Locate the string "steel" in the listing below. Copy every line where it is found.

• _Exercise data_:
>>>

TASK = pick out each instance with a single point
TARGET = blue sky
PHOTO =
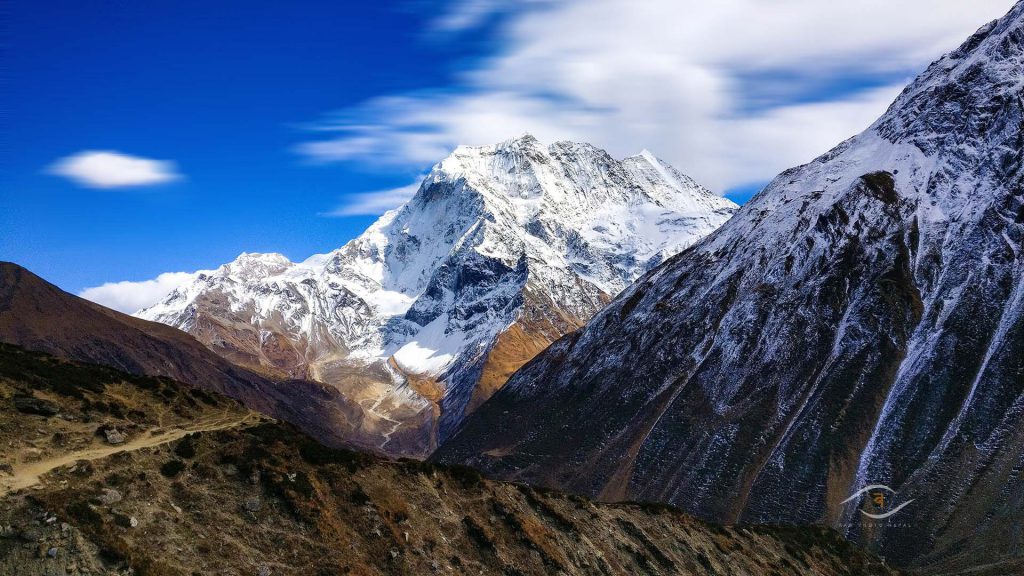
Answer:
(272, 116)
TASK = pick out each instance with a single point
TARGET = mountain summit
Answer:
(859, 322)
(502, 250)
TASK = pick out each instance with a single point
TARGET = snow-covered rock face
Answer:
(859, 322)
(503, 249)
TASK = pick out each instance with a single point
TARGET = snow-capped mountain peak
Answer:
(502, 249)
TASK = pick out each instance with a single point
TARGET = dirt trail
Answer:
(29, 474)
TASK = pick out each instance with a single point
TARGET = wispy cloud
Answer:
(108, 169)
(373, 203)
(132, 296)
(688, 79)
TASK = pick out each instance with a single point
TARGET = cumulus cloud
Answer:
(108, 169)
(132, 296)
(731, 92)
(373, 203)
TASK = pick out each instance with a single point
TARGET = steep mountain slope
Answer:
(503, 249)
(202, 486)
(859, 322)
(40, 317)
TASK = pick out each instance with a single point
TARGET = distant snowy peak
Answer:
(502, 249)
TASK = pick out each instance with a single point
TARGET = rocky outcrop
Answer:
(502, 250)
(859, 322)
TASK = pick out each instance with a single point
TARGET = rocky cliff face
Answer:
(199, 485)
(419, 320)
(859, 322)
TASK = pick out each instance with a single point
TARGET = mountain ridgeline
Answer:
(107, 472)
(859, 322)
(502, 250)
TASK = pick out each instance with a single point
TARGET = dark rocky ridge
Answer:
(860, 321)
(243, 495)
(40, 317)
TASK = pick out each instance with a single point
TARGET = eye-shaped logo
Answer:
(880, 500)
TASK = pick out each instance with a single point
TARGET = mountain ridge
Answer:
(503, 249)
(857, 322)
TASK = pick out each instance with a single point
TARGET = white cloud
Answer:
(132, 296)
(373, 203)
(686, 79)
(108, 169)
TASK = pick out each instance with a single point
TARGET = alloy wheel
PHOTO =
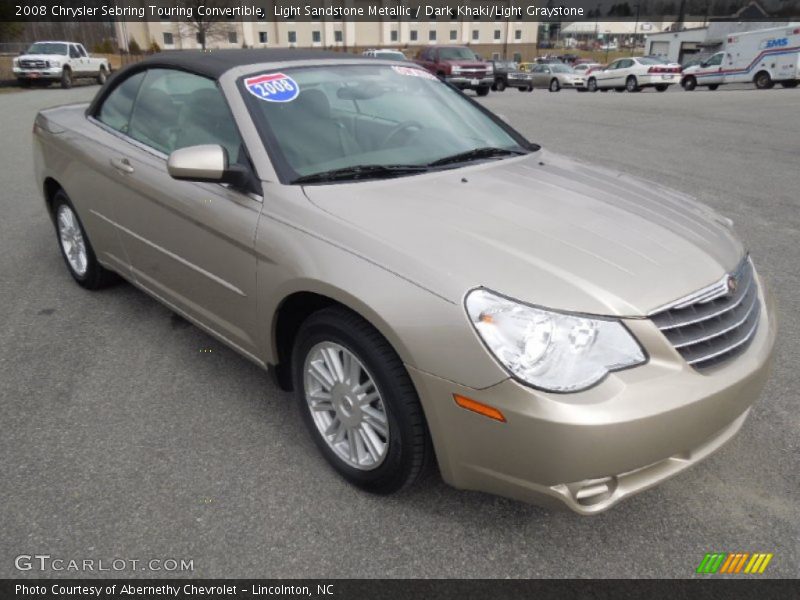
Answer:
(346, 406)
(71, 239)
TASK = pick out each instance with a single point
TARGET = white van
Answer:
(764, 57)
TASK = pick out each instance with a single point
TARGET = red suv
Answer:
(459, 66)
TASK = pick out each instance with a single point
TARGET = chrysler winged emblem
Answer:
(732, 284)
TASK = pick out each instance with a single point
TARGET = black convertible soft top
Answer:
(214, 63)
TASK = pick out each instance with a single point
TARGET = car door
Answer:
(537, 75)
(710, 72)
(625, 67)
(75, 61)
(604, 77)
(189, 244)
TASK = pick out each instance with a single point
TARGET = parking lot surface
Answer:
(128, 433)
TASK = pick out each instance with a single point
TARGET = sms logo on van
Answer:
(275, 87)
(774, 43)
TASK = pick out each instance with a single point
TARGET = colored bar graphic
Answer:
(734, 562)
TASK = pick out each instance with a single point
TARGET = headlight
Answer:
(553, 351)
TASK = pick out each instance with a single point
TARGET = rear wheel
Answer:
(763, 80)
(76, 248)
(66, 78)
(359, 403)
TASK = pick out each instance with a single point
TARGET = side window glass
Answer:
(117, 108)
(175, 109)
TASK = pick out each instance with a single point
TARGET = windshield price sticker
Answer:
(412, 72)
(275, 87)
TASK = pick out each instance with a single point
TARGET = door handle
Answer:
(122, 164)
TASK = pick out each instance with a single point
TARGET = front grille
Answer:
(715, 324)
(33, 64)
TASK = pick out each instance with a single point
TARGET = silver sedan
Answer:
(555, 76)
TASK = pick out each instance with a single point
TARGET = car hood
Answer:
(466, 63)
(540, 228)
(50, 57)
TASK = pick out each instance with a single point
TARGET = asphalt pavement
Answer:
(126, 433)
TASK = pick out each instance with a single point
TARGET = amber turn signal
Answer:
(479, 407)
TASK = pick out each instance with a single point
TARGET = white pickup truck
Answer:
(64, 62)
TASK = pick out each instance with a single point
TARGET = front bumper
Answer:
(470, 83)
(666, 79)
(519, 83)
(587, 451)
(46, 73)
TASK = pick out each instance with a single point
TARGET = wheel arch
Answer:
(50, 187)
(296, 306)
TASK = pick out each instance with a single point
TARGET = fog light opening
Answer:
(595, 491)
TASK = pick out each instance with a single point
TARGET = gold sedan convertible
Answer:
(435, 288)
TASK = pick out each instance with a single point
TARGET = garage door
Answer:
(659, 49)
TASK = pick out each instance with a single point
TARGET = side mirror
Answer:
(207, 163)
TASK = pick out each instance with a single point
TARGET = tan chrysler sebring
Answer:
(432, 286)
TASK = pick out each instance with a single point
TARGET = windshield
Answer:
(651, 60)
(343, 116)
(457, 54)
(390, 55)
(47, 48)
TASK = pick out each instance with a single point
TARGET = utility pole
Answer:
(635, 27)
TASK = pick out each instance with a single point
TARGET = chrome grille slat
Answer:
(746, 338)
(726, 327)
(706, 317)
(707, 327)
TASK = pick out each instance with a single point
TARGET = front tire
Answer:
(75, 247)
(763, 80)
(359, 403)
(632, 84)
(66, 79)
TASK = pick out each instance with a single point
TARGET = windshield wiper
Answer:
(361, 172)
(475, 154)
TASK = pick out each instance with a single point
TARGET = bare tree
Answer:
(205, 28)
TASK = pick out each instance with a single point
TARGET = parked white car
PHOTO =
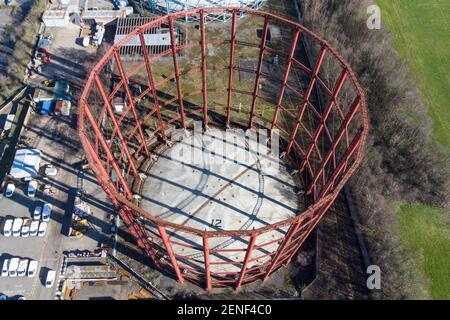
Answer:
(37, 212)
(23, 267)
(13, 265)
(5, 268)
(34, 227)
(10, 188)
(42, 228)
(46, 211)
(50, 170)
(32, 188)
(50, 280)
(32, 269)
(17, 226)
(7, 227)
(25, 231)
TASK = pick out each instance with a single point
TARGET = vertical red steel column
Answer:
(248, 254)
(151, 82)
(285, 78)
(231, 73)
(203, 43)
(262, 48)
(109, 155)
(177, 71)
(292, 230)
(173, 260)
(340, 83)
(348, 153)
(338, 138)
(305, 235)
(207, 262)
(116, 126)
(130, 98)
(304, 105)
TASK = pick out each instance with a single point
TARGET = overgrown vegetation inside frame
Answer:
(402, 163)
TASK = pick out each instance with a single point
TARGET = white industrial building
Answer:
(170, 6)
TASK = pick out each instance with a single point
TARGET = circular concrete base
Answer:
(218, 181)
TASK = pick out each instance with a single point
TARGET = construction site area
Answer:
(197, 154)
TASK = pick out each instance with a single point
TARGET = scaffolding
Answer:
(318, 107)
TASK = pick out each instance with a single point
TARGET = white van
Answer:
(46, 211)
(37, 212)
(25, 232)
(32, 188)
(42, 228)
(23, 267)
(32, 268)
(5, 268)
(7, 227)
(13, 265)
(50, 279)
(34, 227)
(17, 226)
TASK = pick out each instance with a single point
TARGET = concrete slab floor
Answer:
(213, 182)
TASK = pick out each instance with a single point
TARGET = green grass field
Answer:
(421, 31)
(425, 237)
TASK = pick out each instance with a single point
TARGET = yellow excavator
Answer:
(141, 294)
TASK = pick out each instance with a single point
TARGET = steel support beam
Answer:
(340, 83)
(151, 81)
(332, 150)
(304, 105)
(109, 155)
(173, 260)
(348, 153)
(259, 70)
(207, 262)
(308, 231)
(285, 78)
(177, 72)
(116, 126)
(281, 248)
(130, 98)
(129, 220)
(248, 254)
(231, 73)
(204, 88)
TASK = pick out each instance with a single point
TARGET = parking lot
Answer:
(57, 140)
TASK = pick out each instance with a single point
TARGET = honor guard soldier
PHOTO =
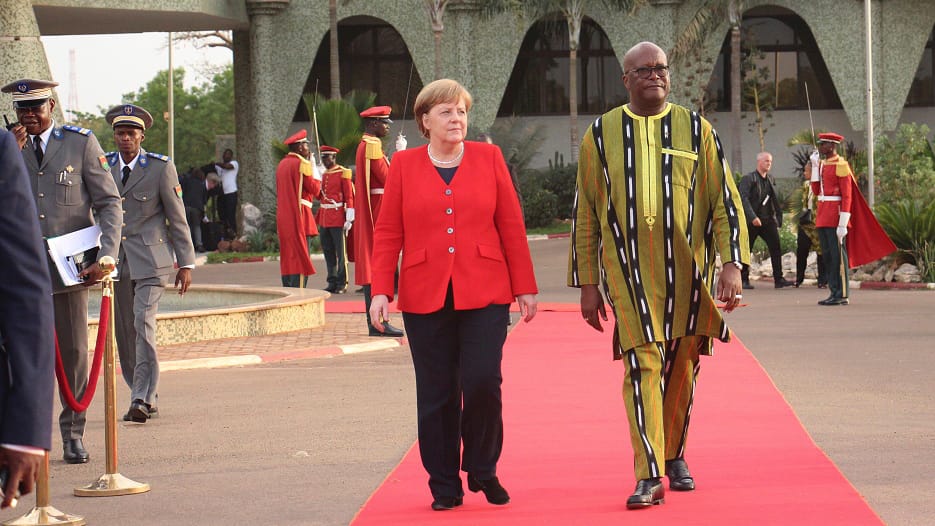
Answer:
(335, 217)
(68, 174)
(154, 229)
(840, 207)
(372, 170)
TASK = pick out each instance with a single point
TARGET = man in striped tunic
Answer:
(655, 202)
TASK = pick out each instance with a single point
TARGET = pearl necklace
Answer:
(452, 161)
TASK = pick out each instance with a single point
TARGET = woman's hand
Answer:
(527, 306)
(379, 311)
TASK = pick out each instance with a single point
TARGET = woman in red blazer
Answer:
(452, 209)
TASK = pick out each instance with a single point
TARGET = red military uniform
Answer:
(294, 220)
(372, 171)
(337, 195)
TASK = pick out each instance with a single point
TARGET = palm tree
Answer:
(706, 20)
(573, 13)
(436, 10)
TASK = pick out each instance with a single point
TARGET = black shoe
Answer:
(388, 330)
(74, 452)
(680, 479)
(649, 492)
(139, 412)
(492, 489)
(446, 503)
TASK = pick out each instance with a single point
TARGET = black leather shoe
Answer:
(680, 479)
(139, 411)
(446, 503)
(492, 489)
(74, 452)
(388, 330)
(649, 492)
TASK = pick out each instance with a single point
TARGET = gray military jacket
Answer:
(71, 184)
(151, 198)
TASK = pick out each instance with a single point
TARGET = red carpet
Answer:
(567, 458)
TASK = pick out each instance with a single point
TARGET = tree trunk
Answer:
(438, 55)
(735, 96)
(573, 102)
(333, 58)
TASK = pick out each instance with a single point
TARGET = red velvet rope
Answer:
(63, 385)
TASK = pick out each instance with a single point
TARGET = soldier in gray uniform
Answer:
(154, 228)
(69, 177)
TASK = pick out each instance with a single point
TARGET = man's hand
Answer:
(183, 279)
(592, 306)
(19, 131)
(22, 470)
(91, 275)
(729, 288)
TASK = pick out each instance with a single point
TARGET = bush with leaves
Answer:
(911, 226)
(905, 166)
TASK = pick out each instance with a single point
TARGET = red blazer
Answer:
(470, 233)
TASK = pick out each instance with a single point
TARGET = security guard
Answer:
(335, 217)
(68, 174)
(154, 227)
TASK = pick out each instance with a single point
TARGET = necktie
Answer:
(39, 154)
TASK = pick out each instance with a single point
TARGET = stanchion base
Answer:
(112, 485)
(46, 515)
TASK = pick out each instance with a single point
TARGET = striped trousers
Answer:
(658, 391)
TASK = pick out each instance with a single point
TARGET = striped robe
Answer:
(673, 204)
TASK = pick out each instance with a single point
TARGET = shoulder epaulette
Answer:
(77, 129)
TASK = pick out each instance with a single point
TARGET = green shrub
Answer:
(540, 207)
(911, 226)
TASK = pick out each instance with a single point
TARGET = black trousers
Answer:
(456, 355)
(769, 231)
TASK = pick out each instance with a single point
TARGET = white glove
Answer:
(841, 231)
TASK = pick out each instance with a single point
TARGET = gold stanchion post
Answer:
(43, 513)
(111, 483)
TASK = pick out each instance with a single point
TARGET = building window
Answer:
(539, 82)
(922, 91)
(788, 55)
(373, 57)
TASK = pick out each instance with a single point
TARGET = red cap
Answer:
(830, 137)
(377, 112)
(299, 136)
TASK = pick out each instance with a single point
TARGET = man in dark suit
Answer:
(154, 228)
(26, 346)
(195, 189)
(72, 189)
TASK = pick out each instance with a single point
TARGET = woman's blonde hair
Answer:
(439, 92)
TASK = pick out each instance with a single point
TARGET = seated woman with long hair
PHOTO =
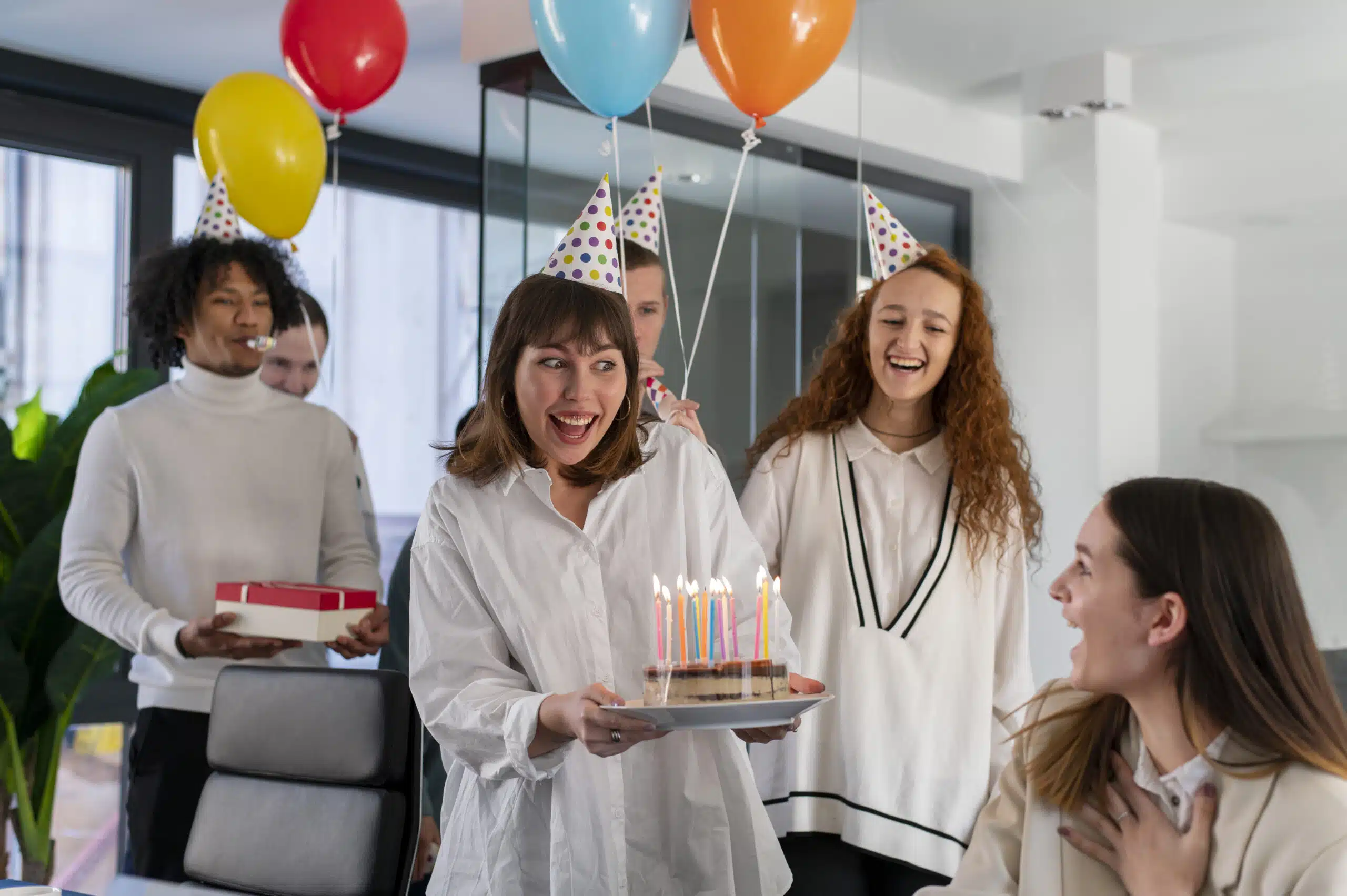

<<<

• _Response area_:
TARGET = vertical red steel column
TARGET = steel support beam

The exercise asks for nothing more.